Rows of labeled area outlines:
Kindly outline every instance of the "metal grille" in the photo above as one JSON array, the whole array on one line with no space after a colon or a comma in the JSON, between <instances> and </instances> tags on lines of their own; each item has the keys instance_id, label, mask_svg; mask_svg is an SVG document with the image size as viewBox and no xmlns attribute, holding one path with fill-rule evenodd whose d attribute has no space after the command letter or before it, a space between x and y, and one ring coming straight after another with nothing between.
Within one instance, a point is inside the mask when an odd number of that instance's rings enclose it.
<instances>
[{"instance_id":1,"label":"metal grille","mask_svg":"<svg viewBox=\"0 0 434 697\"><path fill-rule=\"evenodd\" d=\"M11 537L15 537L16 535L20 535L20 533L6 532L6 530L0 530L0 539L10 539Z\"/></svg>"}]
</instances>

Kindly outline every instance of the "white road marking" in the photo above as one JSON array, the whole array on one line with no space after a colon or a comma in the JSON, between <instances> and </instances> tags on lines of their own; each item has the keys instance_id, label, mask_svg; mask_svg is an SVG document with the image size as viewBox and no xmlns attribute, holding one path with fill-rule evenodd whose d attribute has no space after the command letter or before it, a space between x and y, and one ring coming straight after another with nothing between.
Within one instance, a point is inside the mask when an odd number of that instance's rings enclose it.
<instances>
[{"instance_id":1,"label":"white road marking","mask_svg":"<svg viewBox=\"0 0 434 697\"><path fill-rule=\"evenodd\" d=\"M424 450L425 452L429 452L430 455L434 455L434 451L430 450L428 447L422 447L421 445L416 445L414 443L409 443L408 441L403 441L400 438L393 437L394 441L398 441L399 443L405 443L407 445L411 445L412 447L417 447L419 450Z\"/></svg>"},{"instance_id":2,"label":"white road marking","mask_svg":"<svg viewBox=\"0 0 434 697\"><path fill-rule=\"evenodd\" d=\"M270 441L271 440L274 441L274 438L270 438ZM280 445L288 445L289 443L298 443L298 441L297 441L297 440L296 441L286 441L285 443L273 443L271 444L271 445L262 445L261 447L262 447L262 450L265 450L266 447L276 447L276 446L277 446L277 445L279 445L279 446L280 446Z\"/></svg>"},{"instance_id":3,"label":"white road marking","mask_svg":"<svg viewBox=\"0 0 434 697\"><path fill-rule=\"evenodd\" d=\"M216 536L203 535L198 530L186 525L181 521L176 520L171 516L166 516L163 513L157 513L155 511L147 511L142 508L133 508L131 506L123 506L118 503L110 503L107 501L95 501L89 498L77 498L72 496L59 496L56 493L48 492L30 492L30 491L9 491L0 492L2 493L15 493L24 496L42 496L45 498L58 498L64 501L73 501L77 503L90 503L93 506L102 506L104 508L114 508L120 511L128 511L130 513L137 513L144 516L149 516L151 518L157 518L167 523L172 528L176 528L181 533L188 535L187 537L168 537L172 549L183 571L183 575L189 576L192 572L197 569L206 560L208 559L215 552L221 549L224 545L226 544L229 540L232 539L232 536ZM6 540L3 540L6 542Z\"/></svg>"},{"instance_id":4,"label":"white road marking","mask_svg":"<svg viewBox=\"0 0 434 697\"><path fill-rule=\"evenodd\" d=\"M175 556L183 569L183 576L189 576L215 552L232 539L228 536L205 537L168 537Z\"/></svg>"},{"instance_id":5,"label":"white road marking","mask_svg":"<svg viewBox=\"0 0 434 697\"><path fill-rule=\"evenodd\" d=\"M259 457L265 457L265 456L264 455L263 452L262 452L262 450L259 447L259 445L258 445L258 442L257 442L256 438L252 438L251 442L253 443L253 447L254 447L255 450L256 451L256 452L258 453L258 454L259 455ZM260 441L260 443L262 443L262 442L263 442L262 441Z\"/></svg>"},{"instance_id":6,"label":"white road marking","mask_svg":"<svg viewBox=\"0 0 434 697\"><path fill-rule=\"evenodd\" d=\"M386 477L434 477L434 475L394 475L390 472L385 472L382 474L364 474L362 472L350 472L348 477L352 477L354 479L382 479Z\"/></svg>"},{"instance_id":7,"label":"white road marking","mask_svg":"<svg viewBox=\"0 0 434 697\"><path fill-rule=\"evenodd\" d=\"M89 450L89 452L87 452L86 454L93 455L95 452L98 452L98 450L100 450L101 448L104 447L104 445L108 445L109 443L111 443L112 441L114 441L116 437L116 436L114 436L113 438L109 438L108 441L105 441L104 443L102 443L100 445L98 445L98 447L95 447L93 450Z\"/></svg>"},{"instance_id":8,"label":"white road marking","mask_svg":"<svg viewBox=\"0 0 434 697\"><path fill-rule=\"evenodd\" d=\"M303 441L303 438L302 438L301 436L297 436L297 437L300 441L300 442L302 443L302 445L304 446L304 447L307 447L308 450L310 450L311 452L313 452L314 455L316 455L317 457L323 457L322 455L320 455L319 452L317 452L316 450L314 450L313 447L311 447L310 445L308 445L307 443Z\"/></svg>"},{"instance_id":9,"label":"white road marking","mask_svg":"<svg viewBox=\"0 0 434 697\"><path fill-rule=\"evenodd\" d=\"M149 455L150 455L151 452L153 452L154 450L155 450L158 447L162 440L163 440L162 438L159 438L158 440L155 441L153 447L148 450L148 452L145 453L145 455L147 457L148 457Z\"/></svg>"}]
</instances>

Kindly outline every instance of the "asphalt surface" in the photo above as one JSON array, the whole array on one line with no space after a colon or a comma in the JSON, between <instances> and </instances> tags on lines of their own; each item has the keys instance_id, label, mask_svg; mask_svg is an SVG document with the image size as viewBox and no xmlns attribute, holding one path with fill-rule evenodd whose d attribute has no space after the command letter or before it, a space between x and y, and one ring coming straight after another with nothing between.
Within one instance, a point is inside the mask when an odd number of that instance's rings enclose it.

• _WRITTEN EXERCISE_
Reproduce every line from the start of the rows down to and including the line that contains "537L15 537L16 535L20", with each line unchanged.

• _ANSWER TO THIS EXERCISE_
Kindly outline every instance of the "metal grille" in the photo above as one JSON array, the whole array on one line with no space after a colon or a comma in the JSON, between <instances> and </instances> tags on lines of their own; each item has the keys instance_id, label, mask_svg; mask_svg is an SVG document with the image size as viewBox and no xmlns attribute, holding one path with fill-rule evenodd whose d attribute has no space after the command letter or before it, a space between x and y, and one ring coming straight after another with nothing between.
Within one instance, a point is inside the mask when an odd number of that instance's rings enclose it.
<instances>
[{"instance_id":1,"label":"metal grille","mask_svg":"<svg viewBox=\"0 0 434 697\"><path fill-rule=\"evenodd\" d=\"M11 537L15 537L16 535L20 535L20 533L6 532L6 530L0 530L0 539L10 539Z\"/></svg>"}]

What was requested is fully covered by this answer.